Instructions >>
**1)** Answer these questions about the review thread:
(a) Which two purposes does the sentence beginning "As of now, it serves dual purpose" list?
(b) What does EA currently rely on IGVN to do?
(c) What is true once `split_unique_types` is done, under the proposed way of handling merge points?
**2)** Summarize the review thread in two sentences.
**3)** Return the part of the review thread starting at "RFR: 8289943: Simplify" and ending at "about field values.".

Document excerpt >>

════════════════

RFR: 8289943: Simplify some object allocation merges [v13]

[Cesar Soares Lucas]

On Thu, 27 Oct 2022 06:58:38 GMT, Vladimir Ivanov <vlivanov at openjdk.org> wrote:

>>> 
>>> As of now, it serves dual purpose. It (1) marks a merge point as safe to be untangled during SR; and (2) caches information about field values.
>> 
>> An other important purpose of RAM is to have information at SafePoints after merge point for reallocation during deoptimization. You need Klass information. I don't think having only Phis for values is enough.
>> 
>>> 
>>> I believe you can solve it in a cleaner manner without introducing placeholder nodes and connection graph adjustments. IMO it's all about keeping escape status and properly handling "safe" merges in `split_unique_types`.
>>> 
>>> One possible way to handle merge points is:
>>> 
>>> * Handle merge points in `adjust_scalar_replaceable_state` and refrain from marking relevant bases as NSR when possible.
>>> * After `adjust_scalar_replaceable_state` is over, every merge point should have all its inputs as either NSR or SR.
>>> * `split_unique_types` incrementally builds value phis to eventually replace the base phi at merge point while processing SR allocations one by one.
>>> * After `split_unique_types` is done, there are no merge points anymore, each allocation has a dedicated memory graph and allocation elimination can proceed as before.
>> 
>> I am not sure how this could be possible. Currently EA rely on IGVN to propagate fields values based on unique memory slice. What you do with memory Load or Store nodes after merge point? Which memory slice you will use for them? 
>> 
>>> 
>>> Do you see any problems with such an approach?
>>> 
>>> One thing still confuses me though: the patch mentions that RAMs can merge both eliminated and not-yet-eliminated allocations. What's the intended use case? I believe it's still required to have all merged allocations to be eventually eliminated. Do you try to handle the case during allocation elimination when part of the inputs are already eliminated and the rest is pending their turn?

════════════════

Recorded information >>
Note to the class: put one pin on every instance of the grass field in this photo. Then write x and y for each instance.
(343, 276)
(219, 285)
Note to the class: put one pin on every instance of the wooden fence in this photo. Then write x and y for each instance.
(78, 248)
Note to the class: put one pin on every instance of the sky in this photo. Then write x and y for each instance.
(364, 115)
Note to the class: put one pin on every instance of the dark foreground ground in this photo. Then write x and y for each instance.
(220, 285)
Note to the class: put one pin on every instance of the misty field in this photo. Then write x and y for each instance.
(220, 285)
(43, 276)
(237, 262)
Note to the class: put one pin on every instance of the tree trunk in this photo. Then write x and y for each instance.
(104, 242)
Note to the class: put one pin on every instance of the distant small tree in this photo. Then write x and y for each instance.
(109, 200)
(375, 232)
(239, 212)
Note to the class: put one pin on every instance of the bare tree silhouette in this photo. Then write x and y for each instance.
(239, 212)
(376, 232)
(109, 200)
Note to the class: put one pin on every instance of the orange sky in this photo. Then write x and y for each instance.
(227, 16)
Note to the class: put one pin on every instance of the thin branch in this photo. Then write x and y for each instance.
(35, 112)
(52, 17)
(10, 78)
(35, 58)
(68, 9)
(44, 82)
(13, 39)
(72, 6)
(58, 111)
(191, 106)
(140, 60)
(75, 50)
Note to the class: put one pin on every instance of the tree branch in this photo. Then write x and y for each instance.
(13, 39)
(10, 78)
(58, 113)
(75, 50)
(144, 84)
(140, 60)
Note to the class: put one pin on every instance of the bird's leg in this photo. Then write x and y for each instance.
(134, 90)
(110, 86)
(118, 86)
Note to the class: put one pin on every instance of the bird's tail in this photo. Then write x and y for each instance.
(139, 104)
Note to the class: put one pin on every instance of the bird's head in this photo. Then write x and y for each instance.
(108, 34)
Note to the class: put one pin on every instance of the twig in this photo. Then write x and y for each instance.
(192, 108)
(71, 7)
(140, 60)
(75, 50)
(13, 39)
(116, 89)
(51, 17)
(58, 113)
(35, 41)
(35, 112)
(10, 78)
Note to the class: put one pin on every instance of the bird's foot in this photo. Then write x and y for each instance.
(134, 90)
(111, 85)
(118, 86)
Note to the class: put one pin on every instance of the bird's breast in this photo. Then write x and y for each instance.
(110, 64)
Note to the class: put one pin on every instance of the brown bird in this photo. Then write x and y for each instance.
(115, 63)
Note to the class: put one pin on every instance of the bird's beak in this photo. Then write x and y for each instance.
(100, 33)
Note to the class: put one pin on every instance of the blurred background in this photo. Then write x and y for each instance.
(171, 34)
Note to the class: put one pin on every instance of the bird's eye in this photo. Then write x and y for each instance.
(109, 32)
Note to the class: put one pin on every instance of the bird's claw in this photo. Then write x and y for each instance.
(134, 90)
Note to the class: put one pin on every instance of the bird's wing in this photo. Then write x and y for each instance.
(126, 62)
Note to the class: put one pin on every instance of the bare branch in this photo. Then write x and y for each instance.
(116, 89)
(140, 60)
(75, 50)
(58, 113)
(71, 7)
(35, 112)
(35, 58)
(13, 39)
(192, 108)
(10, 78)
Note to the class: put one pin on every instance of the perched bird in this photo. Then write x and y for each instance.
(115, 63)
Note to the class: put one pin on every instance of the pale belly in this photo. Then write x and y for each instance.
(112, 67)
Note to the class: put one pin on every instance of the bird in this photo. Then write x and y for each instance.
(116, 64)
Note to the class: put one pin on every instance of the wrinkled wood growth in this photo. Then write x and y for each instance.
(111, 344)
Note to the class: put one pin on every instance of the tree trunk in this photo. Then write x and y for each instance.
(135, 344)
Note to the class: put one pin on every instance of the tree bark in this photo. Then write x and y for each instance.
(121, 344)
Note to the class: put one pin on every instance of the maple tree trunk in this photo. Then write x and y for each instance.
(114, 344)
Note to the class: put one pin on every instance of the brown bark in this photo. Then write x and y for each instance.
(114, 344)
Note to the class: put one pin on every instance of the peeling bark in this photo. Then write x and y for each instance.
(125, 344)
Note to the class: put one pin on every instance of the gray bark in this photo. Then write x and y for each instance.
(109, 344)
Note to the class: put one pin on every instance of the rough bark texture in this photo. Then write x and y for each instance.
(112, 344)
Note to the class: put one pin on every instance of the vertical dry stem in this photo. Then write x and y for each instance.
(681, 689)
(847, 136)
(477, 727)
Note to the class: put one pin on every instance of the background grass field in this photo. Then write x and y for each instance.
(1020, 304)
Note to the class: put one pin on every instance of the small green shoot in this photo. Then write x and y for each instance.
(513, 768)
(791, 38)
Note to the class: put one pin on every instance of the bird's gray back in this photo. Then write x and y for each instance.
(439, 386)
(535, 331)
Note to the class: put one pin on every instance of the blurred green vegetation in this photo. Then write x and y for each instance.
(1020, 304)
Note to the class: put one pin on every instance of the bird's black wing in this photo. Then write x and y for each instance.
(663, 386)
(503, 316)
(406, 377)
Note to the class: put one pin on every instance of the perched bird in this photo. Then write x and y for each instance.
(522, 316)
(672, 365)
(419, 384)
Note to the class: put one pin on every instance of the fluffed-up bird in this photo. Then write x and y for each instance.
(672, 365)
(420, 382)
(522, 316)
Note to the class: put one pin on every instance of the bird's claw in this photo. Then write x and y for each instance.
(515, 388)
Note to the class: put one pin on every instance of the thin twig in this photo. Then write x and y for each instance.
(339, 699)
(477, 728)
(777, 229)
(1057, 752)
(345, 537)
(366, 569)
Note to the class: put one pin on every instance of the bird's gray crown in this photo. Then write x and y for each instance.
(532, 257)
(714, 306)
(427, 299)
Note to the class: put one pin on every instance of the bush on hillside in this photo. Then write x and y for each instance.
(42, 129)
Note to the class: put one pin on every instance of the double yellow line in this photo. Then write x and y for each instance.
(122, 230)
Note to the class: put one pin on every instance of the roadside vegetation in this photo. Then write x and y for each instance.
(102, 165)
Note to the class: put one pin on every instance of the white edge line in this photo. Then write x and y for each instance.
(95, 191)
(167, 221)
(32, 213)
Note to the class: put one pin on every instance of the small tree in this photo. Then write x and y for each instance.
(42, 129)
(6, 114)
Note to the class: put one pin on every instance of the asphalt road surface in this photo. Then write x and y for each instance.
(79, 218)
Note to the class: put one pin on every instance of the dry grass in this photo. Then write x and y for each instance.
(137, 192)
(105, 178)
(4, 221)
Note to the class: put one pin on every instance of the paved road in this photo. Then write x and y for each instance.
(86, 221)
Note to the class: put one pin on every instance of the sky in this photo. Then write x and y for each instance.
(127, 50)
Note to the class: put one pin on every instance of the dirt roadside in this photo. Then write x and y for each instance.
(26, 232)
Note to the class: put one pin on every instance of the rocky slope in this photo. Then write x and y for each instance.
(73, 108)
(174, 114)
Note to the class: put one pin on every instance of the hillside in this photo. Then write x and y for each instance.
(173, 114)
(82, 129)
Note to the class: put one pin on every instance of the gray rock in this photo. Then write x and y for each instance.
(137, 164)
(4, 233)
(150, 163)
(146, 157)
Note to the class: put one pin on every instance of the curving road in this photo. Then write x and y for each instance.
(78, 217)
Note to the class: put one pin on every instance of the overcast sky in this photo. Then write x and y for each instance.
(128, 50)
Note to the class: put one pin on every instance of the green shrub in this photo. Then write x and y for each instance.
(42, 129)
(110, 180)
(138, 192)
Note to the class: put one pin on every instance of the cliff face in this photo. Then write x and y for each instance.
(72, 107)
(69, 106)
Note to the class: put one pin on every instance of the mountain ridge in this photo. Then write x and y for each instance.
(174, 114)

════════════════

Solved tasks >>
**1)**
(a) It marks a merge point as safe to be untangled during SR, and it caches information about field values.
(b) EA relies on IGVN to propagate field values based on unique memory slice.
(c) There are no merge points anymore, each allocation has a dedicated memory graph, and allocation elimination can proceed as before.

**2)** One participant proposes handling safe merges in `adjust_scalar_replaceable_state` and `split_unique_types` instead of using placeholder nodes and connection graph adjustments, and asks why RAMs can merge both eliminated and not-yet-eliminated allocations. A reply argues that RAM is also needed for Klass information at SafePoints after a merge point for reallocation during deoptimization, and asks which memory slice Load and Store nodes after a merge point would use.

**3)**
RFR: 8289943: Simplify some object allocation merges [v13]

[Cesar Soares Lucas]

On Thu, 27 Oct 2022 06:58:38 GMT, Vladimir Ivanov <vlivanov at openjdk.org> wrote:

>>> 
>>> As of now, it serves dual purpose. It (1) marks a merge point as safe to be untangled during SR; and (2) caches information about field values.